## TASK REQUIREMENTS
Look through the listing and locate every line containing the word "bark"; copy those lines.

★ ★ ★ ★ ★ ★ ★

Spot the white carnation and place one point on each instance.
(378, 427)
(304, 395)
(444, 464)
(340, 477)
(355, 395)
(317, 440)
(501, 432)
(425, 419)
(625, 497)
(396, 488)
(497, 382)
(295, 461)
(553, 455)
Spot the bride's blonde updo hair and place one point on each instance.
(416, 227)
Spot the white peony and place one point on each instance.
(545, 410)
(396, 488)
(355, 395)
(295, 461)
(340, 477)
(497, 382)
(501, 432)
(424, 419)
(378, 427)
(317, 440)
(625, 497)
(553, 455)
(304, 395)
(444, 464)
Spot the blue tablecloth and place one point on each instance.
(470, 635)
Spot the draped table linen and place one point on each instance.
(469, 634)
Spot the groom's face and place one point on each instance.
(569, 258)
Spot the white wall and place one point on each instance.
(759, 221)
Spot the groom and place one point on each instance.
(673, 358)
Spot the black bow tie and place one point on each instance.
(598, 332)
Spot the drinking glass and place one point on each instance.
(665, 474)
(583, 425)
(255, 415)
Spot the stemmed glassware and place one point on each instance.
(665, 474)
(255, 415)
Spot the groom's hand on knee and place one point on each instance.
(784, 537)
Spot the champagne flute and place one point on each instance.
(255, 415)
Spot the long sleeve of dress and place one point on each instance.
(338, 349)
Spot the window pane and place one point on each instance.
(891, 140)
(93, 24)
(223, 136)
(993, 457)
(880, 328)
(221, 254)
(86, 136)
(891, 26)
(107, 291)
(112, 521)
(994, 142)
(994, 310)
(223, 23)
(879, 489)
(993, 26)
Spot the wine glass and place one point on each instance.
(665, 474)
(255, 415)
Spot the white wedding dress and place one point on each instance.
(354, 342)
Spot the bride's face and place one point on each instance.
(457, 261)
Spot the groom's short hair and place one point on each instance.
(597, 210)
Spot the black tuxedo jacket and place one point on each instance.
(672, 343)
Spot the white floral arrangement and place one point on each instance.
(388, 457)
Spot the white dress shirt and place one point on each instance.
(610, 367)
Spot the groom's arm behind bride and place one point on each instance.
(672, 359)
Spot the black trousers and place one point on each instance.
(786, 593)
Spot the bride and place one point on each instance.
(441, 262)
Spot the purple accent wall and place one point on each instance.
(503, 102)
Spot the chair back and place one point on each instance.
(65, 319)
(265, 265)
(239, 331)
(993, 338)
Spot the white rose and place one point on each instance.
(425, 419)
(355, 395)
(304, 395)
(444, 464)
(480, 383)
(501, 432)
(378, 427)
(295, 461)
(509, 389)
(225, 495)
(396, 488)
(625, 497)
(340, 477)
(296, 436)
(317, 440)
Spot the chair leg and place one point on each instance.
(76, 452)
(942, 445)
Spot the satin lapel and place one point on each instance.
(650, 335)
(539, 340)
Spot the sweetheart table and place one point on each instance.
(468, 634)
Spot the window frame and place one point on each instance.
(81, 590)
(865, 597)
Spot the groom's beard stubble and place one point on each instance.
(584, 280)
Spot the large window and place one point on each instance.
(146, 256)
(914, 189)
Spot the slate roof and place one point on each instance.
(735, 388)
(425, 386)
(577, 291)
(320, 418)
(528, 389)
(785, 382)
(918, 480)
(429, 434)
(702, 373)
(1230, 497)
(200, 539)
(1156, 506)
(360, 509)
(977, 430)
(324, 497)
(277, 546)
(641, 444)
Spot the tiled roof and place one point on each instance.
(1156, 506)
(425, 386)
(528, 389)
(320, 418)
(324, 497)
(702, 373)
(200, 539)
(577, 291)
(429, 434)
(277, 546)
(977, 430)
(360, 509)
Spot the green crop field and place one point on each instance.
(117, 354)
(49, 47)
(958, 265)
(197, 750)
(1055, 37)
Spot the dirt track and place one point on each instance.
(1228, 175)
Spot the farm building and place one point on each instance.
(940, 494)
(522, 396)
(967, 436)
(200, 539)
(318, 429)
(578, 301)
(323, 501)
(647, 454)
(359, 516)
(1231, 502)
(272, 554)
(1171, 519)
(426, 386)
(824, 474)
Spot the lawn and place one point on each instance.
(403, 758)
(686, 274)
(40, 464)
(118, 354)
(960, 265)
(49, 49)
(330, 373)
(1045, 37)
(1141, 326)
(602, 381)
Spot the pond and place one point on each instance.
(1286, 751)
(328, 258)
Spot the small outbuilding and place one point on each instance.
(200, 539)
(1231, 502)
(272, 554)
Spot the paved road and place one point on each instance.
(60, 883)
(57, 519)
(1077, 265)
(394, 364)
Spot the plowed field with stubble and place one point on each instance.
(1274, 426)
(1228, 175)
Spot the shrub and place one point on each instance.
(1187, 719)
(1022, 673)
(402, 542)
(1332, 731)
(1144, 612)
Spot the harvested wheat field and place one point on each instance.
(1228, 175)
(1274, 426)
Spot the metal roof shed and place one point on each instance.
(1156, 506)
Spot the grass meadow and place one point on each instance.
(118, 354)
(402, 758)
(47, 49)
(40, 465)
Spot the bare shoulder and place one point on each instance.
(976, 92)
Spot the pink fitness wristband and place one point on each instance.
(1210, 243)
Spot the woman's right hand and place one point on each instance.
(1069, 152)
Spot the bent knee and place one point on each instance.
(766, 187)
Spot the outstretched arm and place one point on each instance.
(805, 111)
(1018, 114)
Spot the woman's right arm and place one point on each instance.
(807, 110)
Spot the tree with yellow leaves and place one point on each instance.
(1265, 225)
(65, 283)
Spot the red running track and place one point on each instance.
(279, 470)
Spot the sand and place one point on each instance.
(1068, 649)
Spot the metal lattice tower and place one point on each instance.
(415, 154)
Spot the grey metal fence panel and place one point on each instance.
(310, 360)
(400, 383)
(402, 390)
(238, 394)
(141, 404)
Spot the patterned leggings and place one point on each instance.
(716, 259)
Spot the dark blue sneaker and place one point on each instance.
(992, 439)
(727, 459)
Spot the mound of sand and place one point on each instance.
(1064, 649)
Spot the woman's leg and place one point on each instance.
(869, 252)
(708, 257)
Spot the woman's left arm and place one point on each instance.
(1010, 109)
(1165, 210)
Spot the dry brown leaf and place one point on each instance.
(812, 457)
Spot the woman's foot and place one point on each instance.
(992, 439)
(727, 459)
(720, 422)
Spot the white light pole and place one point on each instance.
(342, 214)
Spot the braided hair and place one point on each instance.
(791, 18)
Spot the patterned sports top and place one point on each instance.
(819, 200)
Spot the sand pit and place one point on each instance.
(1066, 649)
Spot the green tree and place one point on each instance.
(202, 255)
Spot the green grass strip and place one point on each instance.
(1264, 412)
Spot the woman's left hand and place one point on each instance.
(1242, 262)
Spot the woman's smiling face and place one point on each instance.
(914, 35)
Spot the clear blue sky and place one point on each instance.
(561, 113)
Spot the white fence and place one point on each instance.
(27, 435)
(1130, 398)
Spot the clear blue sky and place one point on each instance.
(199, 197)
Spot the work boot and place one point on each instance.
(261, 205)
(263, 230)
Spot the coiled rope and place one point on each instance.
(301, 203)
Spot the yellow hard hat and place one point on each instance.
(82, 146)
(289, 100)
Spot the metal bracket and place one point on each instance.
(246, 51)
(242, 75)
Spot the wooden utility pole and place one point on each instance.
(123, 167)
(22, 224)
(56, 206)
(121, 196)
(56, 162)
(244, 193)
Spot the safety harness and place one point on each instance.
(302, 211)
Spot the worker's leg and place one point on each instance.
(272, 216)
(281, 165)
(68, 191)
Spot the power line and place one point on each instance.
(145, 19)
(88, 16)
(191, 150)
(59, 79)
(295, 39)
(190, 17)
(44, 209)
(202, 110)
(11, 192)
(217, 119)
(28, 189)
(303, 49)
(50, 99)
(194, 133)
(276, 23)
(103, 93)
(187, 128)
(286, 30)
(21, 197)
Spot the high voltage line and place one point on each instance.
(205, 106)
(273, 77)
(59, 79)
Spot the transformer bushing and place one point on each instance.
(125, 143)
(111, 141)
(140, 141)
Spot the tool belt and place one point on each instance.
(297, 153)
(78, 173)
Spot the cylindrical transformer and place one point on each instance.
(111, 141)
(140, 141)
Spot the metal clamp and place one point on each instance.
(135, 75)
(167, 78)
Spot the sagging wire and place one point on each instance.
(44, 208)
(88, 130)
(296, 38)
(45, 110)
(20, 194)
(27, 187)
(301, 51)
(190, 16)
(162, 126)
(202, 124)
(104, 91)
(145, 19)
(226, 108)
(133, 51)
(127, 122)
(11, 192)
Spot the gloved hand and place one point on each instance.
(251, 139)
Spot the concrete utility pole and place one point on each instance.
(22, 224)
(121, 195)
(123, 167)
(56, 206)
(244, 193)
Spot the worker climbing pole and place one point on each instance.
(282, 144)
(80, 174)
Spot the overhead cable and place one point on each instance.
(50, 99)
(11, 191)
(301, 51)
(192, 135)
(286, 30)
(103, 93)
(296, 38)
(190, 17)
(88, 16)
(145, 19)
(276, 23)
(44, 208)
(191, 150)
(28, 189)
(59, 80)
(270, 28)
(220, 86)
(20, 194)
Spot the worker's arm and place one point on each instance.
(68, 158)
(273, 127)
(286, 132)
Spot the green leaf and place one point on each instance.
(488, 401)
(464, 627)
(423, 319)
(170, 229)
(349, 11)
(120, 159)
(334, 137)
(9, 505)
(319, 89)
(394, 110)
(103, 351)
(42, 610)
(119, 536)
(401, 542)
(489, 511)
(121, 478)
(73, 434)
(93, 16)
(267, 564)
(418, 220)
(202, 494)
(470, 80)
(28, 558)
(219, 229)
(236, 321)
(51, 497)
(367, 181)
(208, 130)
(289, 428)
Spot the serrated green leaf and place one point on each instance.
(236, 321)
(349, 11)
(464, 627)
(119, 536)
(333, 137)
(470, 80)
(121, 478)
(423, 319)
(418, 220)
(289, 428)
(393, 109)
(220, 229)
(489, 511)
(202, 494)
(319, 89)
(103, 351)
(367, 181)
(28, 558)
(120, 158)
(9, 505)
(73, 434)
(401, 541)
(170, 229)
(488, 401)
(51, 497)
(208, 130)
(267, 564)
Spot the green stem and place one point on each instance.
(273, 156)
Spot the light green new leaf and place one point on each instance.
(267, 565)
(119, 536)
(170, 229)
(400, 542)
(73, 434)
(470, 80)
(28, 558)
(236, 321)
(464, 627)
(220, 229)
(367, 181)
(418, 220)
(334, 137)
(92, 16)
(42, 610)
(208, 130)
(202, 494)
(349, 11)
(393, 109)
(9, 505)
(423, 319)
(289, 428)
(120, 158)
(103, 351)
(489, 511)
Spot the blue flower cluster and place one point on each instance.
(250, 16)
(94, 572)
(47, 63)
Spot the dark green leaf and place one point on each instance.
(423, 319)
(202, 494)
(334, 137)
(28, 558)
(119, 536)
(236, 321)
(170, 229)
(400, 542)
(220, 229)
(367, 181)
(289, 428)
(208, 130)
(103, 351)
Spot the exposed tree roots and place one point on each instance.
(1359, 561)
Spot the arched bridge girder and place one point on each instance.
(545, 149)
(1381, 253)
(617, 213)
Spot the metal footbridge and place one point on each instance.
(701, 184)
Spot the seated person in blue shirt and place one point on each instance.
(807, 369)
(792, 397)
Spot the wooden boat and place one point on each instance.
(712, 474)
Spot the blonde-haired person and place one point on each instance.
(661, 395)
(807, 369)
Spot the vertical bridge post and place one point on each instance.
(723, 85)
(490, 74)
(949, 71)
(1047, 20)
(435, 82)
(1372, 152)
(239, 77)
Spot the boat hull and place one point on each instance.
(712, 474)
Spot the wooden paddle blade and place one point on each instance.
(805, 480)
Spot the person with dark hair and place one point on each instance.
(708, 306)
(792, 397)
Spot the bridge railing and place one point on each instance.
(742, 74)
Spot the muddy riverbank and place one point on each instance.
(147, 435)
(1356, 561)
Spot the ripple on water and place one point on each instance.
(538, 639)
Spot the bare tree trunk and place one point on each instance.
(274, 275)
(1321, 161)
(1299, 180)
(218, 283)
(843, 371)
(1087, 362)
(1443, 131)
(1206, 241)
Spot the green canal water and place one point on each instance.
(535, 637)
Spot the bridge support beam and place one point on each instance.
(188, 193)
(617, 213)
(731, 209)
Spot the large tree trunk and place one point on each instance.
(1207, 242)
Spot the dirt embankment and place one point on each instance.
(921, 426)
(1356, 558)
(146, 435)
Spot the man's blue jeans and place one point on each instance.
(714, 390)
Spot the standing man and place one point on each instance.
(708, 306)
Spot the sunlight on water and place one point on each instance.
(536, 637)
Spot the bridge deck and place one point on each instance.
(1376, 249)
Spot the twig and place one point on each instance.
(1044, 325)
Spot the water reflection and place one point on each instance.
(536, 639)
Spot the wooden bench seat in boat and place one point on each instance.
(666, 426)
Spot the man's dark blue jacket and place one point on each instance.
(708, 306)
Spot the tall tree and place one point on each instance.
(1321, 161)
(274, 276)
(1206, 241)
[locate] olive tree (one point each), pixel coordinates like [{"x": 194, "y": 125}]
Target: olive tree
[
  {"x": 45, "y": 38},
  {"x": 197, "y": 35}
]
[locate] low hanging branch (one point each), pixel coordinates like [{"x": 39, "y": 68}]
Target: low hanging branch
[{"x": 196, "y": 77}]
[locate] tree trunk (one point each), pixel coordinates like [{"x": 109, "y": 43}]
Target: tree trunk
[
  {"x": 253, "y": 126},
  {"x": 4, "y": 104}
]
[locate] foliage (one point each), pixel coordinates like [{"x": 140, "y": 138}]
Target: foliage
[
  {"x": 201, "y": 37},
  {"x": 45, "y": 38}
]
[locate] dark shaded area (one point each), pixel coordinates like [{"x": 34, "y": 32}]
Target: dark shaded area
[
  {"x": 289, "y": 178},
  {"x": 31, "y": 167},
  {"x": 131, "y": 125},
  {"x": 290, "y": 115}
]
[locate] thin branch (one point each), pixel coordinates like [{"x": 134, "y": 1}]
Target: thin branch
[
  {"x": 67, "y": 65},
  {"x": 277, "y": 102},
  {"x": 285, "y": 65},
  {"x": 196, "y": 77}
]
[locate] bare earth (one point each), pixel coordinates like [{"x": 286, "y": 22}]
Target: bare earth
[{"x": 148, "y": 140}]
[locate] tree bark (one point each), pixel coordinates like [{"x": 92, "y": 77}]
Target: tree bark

★ ★ ★ ★ ★ ★ ★

## EXERCISE SOLUTION
[locate] tree bark (one point each), pixel coordinates like [{"x": 92, "y": 77}]
Target: tree bark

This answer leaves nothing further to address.